> **WHAT THE TASK REQUIRES**:
Retype only what runs from the line that contains "Task: place one keypoint per instance of the stone kerb" through the last line of the listing below, both lines included.

□ □ □

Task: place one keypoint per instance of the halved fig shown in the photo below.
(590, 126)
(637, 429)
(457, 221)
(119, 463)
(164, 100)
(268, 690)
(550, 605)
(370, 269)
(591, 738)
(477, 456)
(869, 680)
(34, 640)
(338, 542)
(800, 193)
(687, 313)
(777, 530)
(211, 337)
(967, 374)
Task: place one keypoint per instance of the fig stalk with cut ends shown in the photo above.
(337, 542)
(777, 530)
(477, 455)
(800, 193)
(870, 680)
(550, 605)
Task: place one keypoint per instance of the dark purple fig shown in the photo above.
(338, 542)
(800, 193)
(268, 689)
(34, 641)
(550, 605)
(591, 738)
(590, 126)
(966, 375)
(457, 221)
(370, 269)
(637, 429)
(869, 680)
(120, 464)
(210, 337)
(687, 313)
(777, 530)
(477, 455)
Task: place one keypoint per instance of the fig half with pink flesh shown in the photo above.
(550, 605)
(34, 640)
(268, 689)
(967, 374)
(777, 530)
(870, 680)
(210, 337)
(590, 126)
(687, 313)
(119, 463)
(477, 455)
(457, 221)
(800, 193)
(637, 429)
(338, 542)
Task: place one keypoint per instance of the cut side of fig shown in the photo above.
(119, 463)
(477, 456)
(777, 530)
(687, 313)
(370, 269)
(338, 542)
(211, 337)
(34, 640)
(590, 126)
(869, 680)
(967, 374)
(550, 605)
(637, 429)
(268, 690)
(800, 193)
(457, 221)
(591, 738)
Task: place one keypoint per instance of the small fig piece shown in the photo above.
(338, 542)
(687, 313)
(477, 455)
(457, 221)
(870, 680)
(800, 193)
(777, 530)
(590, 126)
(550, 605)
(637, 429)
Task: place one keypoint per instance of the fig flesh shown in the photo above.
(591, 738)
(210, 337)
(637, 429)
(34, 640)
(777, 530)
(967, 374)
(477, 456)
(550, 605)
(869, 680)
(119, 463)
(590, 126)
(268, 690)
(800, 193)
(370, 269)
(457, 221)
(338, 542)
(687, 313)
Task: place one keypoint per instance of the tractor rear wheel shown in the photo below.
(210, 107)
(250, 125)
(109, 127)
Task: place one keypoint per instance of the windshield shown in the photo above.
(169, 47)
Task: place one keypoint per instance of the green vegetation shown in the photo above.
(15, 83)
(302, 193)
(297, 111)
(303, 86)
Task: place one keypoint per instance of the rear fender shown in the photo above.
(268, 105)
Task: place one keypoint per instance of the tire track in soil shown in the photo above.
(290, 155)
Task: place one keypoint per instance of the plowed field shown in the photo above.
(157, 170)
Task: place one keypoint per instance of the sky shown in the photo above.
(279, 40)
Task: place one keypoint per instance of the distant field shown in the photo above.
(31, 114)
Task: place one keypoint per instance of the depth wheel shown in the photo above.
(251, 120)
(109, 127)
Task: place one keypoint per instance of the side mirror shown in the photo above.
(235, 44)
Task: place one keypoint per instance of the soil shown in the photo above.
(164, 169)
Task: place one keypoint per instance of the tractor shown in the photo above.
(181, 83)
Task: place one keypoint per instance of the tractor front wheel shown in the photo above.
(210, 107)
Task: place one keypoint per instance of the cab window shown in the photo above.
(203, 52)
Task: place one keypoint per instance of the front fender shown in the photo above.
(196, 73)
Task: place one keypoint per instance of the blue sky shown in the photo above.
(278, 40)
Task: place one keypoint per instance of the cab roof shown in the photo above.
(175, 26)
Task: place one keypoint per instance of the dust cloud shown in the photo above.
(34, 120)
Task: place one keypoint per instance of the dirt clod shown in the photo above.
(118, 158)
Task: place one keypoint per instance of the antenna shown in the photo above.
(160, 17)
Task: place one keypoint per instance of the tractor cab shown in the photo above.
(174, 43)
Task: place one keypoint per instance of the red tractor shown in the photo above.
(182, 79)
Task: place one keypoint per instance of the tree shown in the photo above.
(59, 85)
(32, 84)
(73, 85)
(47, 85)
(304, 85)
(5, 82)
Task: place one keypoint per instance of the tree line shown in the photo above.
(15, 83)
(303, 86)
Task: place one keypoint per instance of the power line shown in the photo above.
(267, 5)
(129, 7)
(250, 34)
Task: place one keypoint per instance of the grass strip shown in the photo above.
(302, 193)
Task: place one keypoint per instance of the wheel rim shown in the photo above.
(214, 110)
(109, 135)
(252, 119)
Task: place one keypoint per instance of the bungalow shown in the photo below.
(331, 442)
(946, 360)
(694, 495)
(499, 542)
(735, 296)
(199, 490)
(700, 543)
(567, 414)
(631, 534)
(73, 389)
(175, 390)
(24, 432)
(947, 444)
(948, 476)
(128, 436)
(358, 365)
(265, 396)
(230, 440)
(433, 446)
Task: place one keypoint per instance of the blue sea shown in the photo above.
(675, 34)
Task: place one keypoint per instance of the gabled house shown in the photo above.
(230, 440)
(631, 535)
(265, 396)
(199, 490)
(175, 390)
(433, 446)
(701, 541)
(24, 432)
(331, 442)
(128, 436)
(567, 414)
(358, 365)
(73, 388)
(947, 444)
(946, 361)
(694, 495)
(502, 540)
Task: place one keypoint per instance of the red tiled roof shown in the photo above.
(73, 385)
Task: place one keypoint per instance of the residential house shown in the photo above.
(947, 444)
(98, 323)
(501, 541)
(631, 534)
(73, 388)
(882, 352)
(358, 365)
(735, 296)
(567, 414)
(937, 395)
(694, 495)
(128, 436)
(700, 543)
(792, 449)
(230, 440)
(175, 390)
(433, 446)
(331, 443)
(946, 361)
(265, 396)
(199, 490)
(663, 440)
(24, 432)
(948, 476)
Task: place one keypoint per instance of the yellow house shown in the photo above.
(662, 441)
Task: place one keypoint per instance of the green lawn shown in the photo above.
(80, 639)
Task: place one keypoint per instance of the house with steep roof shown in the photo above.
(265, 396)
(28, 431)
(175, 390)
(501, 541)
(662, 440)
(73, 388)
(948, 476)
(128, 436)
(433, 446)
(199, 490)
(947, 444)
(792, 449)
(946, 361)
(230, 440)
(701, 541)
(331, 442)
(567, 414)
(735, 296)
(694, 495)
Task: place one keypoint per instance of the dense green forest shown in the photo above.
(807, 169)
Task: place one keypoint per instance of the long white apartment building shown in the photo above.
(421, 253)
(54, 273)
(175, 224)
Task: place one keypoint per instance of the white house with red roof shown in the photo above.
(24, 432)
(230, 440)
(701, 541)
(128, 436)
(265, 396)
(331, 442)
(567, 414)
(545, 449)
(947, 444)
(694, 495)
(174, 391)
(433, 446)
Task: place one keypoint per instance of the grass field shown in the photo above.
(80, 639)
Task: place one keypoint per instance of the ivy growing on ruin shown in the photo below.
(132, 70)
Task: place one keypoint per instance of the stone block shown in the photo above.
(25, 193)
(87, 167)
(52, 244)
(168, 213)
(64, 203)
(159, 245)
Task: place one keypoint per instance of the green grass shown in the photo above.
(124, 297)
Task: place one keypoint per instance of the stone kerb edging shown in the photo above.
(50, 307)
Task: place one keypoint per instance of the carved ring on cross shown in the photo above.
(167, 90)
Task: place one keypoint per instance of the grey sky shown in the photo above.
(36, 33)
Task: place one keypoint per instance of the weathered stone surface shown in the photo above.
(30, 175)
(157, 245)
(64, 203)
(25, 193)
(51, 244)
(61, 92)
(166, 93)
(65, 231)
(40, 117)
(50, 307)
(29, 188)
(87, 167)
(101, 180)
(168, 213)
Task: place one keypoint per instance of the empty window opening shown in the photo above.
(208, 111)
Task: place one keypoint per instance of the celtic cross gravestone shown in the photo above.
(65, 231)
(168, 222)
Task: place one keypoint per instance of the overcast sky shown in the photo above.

□ □ □

> **OUTPUT FOR THIS EXERCISE**:
Task: place one keypoint per instance of the stone kerb edging shown in the photo above.
(50, 307)
Task: place one keypoint per instance of the carved ring on cross shown in the photo above.
(167, 90)
Task: place one keypoint per instance of the grey sky shown in the photo above.
(36, 33)
Task: place one keypoint per instance of the weathered stone surface shown in the photo above.
(30, 175)
(157, 245)
(64, 203)
(25, 193)
(51, 244)
(61, 92)
(166, 93)
(65, 231)
(40, 117)
(50, 307)
(29, 188)
(87, 167)
(101, 180)
(168, 213)
Task: place one keypoint per instance of the empty window opening shown in the photo above.
(208, 111)
Task: place one keypoint per instance of the celtic cross gravestone shown in the photo above.
(65, 231)
(168, 222)
Task: place one keypoint per instance of the overcast sky shown in the photo above.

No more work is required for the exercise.